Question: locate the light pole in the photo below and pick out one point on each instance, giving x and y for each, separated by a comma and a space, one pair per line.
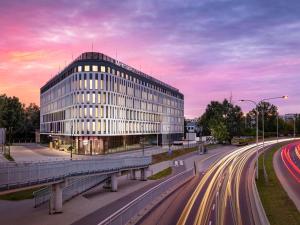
294, 126
71, 140
142, 126
256, 111
277, 126
263, 125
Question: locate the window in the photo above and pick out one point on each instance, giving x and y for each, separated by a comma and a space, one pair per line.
99, 126
96, 82
91, 111
94, 98
94, 126
95, 68
85, 111
88, 97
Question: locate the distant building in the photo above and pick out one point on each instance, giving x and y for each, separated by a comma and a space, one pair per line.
2, 136
290, 116
192, 126
102, 105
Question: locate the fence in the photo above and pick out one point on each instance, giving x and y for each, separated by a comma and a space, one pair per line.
27, 174
76, 187
125, 214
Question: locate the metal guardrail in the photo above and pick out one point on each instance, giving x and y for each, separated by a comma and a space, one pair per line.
126, 213
259, 214
76, 187
27, 174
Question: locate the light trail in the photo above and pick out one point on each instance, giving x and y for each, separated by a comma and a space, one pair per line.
293, 169
223, 181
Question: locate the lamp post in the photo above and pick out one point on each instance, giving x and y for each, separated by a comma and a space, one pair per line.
256, 111
263, 126
294, 126
277, 126
142, 126
71, 140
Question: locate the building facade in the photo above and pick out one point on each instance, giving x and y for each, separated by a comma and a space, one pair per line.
100, 105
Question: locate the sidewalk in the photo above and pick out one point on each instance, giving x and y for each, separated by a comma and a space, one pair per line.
94, 199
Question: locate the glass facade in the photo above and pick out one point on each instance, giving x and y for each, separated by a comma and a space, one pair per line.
102, 103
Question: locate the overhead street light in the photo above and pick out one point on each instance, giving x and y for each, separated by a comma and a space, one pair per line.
263, 127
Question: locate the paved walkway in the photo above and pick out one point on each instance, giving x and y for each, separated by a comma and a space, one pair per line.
95, 199
35, 152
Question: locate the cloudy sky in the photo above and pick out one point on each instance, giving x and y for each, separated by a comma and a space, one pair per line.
206, 48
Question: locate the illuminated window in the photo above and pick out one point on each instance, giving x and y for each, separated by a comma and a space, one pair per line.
85, 111
88, 97
104, 98
91, 111
96, 112
99, 98
96, 82
94, 98
99, 126
94, 126
95, 68
101, 112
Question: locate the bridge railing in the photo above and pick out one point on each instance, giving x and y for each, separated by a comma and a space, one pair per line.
25, 174
126, 213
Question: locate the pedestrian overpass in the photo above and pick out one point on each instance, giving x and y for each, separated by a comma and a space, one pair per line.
57, 173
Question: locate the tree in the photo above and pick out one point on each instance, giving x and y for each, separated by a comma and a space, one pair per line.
32, 120
222, 112
20, 122
270, 116
219, 131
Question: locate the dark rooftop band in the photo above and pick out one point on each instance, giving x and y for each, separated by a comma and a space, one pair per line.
95, 57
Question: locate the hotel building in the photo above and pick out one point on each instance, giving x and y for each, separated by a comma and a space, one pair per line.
100, 105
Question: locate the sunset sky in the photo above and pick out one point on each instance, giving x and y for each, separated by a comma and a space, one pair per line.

DIRECTIONS
Convert every line of the listing above into a JSON array of strings, one string per line, skipping blank lines. Leave the pictures out.

COMPLETE OUTPUT
[
  "Question: locate the light pole in the photo below and pick out one point on each instance, giving x and y for each, separated by a comma and a space, one pair per line.",
  "294, 126",
  "71, 140",
  "142, 126",
  "256, 111",
  "277, 126",
  "263, 125",
  "Question: locate the window in the photo above and pick out one point on each instance, giving x and y for each, separated by a comma and a space, one pair per line.",
  "99, 126",
  "96, 82",
  "91, 111",
  "94, 98",
  "94, 126",
  "95, 68",
  "85, 111",
  "88, 97",
  "Question: locate the distant building in the photo above and pick out one point on each instance, giving x and y for each, separated by a comma and a space, one pair per line.",
  "2, 136",
  "290, 116",
  "192, 126",
  "102, 105",
  "Question: locate the fence in the photo above and pick out one point on each instance, giving x and y for each, separated by a comma and a space, one pair per line.",
  "27, 174",
  "76, 187",
  "125, 214",
  "Question: locate the metal guardrail in the photo above and pick out one point on each instance, giving x and y for each, separated by a comma and a space, one pair per line.",
  "126, 213",
  "259, 214",
  "76, 187",
  "27, 174",
  "Question: locate the light trail in the photo above and pick out one point on each instance, giving x and y for each, separated by a comma and a space, one pair per line.",
  "293, 169",
  "223, 181",
  "Question: locate the lamp post in the photo above and pick out one point on each instance, giving x and y for each, separated by a comma and a space, one pair per line.",
  "256, 111",
  "263, 126",
  "294, 126",
  "277, 126",
  "142, 126",
  "71, 140",
  "Question: locate the building facade in the photo above and pick out one point on each instance, giving x and y for each, separated by a comma and a space, one pair per line.",
  "100, 105",
  "Question: locate the sidewalk in the photo above and pick out one point on each instance, giving x and y for each, separated by a comma and a space, one pair per line.",
  "94, 199",
  "Question: locate the glass facade in the photo above and pick out one point on each instance, giving x and y for each, separated by a comma and a space, one pair per line.",
  "102, 103",
  "Question: locate the overhead street light in the photo above and pick out one point on each instance, giving x and y for each, separated by a comma and a space, one pair per line.",
  "263, 127",
  "Question: locate the paved walkway in the photo above and pick out one point on each instance, giving x and y for each, separated by a comma and a space, one pair per line.",
  "95, 199",
  "35, 152",
  "Question: locate the cloudy sky in the photo above and pick out one point on each instance, giving x and y for each, separated by a comma and a space, one pair per line.",
  "206, 48",
  "Question: locate the illuminated window in the photo above and pick out one point on each instance, giving x and y for each, separated by a comma and a space, one pair per line.",
  "85, 111",
  "88, 97",
  "104, 98",
  "91, 111",
  "96, 112",
  "99, 98",
  "96, 82",
  "94, 98",
  "99, 126",
  "94, 126",
  "95, 68",
  "101, 112",
  "Question: locate the bridge railing in the photo above and pick out one point on each instance, giving x and y for each, separated by a comma and a space, one pair per line.",
  "25, 174",
  "126, 213",
  "Question: locate the pedestrian overpass in the photo above and pick out one point on each instance, giving x and y for each, separated by a comma and a space, one pair per line.",
  "57, 173",
  "Question: locate the tree in the photo above and pick out one point on each instance, giving x and y for each, separated by a comma and a space, one pair per line.",
  "32, 120",
  "222, 112",
  "20, 122",
  "270, 116",
  "219, 131",
  "Question: locate the dark rooftop band in the photo above and pick out one point on each instance, giving x and y for each, separated by a comma and a space, one pair per line.",
  "95, 57",
  "Question: locate the hotel building in the photo above and pick out one point on each instance, giving x and y for each, separated by a comma and a space, one pair per line.",
  "100, 105",
  "Question: locate the sunset sky in the photo above and pick out one point on each instance, giving x and y for each, separated by a comma and a space, one pair per line."
]